• _WRITTEN EXERCISE_:
Reproduce the listing from its first line through the line containing "187], [523, 166]]", keeping the requests. In the answers only, multiply every polygon vertex coordinate by 1.8 and round to whole numbers with halves going up, leaving the requests and their layout samples unchanged.

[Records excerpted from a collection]
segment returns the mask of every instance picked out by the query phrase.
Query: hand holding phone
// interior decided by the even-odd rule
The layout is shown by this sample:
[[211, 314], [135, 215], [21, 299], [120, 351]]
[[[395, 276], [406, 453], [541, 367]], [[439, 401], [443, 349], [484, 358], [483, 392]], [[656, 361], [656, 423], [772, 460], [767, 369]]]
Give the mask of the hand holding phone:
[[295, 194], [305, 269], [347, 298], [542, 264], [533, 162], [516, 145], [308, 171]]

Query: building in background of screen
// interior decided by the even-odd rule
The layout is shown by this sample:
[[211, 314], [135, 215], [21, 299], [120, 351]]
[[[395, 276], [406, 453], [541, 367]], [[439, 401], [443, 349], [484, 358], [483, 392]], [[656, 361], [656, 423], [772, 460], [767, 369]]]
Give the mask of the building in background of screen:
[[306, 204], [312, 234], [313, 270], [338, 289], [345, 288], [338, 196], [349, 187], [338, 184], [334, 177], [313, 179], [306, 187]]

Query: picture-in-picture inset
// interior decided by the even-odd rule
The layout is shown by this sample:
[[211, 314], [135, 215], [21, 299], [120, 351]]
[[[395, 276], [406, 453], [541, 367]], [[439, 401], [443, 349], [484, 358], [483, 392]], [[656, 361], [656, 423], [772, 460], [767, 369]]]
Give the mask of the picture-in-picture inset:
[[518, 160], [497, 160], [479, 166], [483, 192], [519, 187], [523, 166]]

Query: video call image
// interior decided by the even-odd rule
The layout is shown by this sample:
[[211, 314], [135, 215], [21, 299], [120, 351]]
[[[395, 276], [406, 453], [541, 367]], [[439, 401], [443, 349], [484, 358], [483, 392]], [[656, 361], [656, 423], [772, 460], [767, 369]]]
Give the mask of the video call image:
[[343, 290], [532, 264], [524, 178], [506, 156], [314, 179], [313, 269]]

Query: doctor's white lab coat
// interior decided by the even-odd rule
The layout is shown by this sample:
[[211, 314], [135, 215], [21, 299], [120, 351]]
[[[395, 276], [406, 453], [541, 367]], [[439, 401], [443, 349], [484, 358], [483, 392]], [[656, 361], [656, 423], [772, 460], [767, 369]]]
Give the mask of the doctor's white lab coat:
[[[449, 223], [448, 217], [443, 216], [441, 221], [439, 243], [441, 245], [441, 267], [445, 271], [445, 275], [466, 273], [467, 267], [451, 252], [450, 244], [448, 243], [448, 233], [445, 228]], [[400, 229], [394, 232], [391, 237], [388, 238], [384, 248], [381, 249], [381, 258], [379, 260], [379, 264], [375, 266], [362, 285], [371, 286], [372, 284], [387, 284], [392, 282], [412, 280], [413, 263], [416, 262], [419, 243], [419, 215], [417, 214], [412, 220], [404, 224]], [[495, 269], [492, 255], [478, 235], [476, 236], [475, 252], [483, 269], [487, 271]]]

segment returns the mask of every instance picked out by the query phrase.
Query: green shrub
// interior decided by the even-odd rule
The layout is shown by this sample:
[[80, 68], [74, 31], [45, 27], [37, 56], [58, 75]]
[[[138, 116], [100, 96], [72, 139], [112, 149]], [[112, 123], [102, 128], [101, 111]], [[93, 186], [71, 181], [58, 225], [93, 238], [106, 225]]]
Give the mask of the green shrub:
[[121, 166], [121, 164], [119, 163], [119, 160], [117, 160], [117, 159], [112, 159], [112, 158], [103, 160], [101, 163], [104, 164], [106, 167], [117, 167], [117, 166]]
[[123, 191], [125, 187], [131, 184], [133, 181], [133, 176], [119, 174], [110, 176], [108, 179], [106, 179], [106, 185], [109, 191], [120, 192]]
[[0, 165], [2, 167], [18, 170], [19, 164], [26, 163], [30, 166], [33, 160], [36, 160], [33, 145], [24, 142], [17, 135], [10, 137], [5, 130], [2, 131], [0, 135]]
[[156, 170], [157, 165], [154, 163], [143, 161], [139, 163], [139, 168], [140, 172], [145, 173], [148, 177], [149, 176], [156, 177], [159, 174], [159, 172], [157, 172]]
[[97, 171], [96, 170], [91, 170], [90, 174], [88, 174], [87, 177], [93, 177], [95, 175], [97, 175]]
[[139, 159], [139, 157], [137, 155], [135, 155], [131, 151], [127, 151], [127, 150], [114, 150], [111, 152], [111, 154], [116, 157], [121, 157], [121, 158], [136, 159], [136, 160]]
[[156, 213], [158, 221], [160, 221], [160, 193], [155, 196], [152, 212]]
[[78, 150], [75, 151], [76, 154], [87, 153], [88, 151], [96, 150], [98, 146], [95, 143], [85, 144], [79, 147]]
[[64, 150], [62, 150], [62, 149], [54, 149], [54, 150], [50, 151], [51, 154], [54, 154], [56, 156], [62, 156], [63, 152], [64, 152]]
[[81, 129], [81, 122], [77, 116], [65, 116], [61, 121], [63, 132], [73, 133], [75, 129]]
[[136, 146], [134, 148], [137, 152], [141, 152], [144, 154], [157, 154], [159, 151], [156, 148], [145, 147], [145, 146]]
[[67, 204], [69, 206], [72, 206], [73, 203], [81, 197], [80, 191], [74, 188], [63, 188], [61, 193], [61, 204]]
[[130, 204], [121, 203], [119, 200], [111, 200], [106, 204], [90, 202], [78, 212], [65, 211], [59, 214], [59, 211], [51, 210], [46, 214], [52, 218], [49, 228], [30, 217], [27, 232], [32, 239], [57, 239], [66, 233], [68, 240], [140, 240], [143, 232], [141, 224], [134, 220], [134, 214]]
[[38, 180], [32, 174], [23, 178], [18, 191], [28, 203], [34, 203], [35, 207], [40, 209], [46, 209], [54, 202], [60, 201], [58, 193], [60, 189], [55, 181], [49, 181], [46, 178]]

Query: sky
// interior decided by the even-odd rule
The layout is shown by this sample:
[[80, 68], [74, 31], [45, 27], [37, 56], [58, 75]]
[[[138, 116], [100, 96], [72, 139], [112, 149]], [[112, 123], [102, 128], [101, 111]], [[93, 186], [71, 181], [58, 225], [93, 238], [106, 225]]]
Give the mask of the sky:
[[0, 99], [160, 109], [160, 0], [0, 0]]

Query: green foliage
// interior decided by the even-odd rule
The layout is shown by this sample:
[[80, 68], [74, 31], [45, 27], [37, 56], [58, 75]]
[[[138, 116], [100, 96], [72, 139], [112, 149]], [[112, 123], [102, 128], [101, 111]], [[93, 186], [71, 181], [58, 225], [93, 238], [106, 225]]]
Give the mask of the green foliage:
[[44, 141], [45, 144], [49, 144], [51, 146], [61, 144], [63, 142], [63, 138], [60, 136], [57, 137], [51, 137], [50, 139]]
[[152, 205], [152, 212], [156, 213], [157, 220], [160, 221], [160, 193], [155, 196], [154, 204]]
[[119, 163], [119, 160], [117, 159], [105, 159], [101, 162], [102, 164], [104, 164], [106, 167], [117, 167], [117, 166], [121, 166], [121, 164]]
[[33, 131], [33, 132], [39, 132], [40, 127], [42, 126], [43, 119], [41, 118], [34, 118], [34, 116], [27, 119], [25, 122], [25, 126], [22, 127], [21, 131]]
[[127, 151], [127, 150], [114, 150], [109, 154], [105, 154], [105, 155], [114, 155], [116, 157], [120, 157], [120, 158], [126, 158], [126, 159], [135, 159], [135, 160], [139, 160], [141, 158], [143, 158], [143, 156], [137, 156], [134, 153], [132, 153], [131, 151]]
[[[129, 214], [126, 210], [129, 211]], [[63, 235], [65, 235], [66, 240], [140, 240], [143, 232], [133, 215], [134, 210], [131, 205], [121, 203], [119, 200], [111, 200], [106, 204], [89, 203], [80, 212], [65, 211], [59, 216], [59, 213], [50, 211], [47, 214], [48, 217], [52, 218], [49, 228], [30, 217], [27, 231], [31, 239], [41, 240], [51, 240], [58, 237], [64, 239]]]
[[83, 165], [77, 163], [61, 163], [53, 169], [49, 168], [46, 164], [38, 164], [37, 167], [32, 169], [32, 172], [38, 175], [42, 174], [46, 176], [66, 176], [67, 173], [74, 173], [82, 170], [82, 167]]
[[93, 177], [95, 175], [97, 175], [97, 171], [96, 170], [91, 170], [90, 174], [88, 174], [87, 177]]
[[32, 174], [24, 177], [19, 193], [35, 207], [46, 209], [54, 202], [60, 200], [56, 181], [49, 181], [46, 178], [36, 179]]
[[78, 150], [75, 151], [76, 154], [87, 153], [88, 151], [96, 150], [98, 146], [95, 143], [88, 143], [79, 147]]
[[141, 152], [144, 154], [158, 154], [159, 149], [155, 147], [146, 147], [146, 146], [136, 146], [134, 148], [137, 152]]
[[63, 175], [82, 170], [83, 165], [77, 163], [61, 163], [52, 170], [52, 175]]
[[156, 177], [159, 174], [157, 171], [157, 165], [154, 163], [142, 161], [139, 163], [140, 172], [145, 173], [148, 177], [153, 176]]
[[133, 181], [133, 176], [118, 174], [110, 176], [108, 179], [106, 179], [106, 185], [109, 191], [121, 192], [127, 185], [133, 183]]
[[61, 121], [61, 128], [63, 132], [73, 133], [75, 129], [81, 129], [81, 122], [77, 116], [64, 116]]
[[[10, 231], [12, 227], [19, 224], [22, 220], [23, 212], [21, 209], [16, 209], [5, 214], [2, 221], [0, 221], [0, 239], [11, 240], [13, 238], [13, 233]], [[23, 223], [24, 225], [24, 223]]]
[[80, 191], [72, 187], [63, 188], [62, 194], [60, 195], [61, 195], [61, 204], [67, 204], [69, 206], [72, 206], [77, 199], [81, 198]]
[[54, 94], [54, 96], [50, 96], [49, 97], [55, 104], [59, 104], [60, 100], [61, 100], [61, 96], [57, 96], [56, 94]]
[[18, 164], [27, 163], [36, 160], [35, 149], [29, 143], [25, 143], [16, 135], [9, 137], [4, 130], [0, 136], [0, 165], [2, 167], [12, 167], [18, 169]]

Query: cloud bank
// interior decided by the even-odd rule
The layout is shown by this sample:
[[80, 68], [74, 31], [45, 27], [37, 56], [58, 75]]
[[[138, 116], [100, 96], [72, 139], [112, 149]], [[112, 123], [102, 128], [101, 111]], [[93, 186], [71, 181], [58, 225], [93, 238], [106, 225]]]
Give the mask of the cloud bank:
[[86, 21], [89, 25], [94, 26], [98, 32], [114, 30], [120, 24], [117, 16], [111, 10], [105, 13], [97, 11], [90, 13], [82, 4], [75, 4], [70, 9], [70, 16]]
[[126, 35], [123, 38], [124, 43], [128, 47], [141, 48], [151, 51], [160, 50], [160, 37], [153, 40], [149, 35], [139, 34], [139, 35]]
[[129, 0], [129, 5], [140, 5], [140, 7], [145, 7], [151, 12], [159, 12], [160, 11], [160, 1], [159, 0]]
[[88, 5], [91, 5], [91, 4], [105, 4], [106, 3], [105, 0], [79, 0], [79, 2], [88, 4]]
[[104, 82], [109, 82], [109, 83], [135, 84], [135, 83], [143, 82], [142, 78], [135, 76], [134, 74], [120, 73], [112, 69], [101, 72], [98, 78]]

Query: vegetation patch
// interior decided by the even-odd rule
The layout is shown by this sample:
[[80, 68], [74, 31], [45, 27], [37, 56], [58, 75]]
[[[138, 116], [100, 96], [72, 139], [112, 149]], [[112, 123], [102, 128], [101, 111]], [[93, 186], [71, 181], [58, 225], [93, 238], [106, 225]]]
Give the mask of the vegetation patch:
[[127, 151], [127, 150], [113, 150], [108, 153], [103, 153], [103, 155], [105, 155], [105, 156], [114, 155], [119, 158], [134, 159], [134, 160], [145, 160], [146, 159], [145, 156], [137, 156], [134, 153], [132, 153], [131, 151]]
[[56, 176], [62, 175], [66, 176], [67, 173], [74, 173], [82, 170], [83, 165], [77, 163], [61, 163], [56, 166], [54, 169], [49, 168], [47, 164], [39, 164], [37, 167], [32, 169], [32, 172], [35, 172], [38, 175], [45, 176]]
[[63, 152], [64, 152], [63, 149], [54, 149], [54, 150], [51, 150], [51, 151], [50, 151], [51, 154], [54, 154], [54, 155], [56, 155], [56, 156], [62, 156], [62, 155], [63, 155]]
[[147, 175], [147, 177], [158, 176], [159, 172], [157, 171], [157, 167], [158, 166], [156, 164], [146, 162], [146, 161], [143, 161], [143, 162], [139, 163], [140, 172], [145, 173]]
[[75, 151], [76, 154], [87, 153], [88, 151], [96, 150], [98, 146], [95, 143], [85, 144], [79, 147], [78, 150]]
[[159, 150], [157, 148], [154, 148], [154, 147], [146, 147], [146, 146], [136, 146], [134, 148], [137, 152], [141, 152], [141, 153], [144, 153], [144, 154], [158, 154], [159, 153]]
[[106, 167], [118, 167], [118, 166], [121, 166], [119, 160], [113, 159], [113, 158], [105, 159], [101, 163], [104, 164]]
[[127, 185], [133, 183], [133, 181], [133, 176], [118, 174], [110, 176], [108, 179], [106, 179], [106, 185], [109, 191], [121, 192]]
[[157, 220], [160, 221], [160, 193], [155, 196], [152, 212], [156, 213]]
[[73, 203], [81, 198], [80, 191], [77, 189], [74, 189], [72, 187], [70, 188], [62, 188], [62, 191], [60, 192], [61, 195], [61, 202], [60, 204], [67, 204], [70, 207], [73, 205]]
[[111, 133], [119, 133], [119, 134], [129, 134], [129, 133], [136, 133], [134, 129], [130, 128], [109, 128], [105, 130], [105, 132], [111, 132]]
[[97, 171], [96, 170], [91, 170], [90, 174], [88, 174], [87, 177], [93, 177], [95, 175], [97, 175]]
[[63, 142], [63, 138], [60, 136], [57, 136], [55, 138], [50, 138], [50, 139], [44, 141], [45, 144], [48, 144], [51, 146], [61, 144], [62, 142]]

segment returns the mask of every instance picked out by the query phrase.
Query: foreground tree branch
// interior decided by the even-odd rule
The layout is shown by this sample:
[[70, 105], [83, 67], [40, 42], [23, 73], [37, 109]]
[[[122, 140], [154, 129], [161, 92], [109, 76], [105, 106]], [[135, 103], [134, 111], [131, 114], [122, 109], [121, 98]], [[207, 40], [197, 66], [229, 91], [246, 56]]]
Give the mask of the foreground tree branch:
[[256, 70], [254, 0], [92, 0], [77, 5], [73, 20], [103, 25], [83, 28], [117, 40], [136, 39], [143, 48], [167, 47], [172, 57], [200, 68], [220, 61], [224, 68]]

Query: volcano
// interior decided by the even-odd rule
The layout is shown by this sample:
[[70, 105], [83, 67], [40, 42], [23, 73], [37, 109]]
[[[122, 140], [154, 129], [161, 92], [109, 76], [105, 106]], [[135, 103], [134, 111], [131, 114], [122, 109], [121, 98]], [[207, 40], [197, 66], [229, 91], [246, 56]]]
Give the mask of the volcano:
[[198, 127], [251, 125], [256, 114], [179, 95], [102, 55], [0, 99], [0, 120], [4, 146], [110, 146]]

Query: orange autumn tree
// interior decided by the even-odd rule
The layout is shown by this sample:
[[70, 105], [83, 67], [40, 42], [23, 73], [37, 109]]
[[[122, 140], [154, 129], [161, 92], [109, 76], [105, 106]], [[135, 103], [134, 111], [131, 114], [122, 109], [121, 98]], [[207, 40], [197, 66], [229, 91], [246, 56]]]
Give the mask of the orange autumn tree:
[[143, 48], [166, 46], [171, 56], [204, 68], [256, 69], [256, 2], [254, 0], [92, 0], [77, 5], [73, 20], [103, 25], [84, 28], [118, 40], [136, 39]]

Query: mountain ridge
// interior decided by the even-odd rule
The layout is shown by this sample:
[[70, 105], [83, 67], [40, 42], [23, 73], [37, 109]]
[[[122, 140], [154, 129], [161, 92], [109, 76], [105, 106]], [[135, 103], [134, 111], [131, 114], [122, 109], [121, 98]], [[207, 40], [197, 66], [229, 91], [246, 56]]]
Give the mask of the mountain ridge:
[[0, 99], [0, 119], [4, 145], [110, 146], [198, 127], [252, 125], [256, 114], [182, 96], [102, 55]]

• _TASK RESPONSE_:
segment returns the mask of every instance picked out by the query phrase.
Query: hand holding phone
// interior decided by the even-odd rule
The layout is shown by this sample:
[[211, 314], [135, 215], [21, 299], [120, 351]]
[[[395, 276], [406, 453], [541, 367]], [[439, 401], [443, 349], [484, 358], [483, 392]], [[656, 361], [656, 423], [772, 460], [767, 369]]]
Give the mask of the hand holding phone:
[[531, 349], [549, 484], [625, 536], [976, 475], [959, 292], [929, 261], [554, 308]]

Query: building in background of screen
// interior decided by the even-odd rule
The layout is shown by this sample:
[[211, 314], [135, 215], [21, 299], [120, 351]]
[[[395, 276], [406, 453], [541, 367]], [[439, 401], [443, 349], [484, 358], [483, 392]], [[656, 361], [656, 423], [772, 460], [767, 369]]]
Give the mask of the building in background of screen:
[[551, 367], [562, 421], [563, 486], [608, 520], [621, 518], [608, 353], [628, 337], [608, 331], [601, 319], [563, 322], [551, 337]]

Query: picture-in-picture inset
// interior decided by the even-odd rule
The layout is shown by this sample:
[[211, 314], [135, 215], [21, 299], [120, 351]]
[[[395, 276], [406, 453], [541, 367]], [[439, 401], [443, 349], [484, 358], [483, 392]], [[656, 361], [656, 423], [772, 460], [767, 369]]]
Give the mask of the picture-in-picture inset:
[[932, 288], [895, 288], [862, 299], [869, 346], [934, 337], [941, 299]]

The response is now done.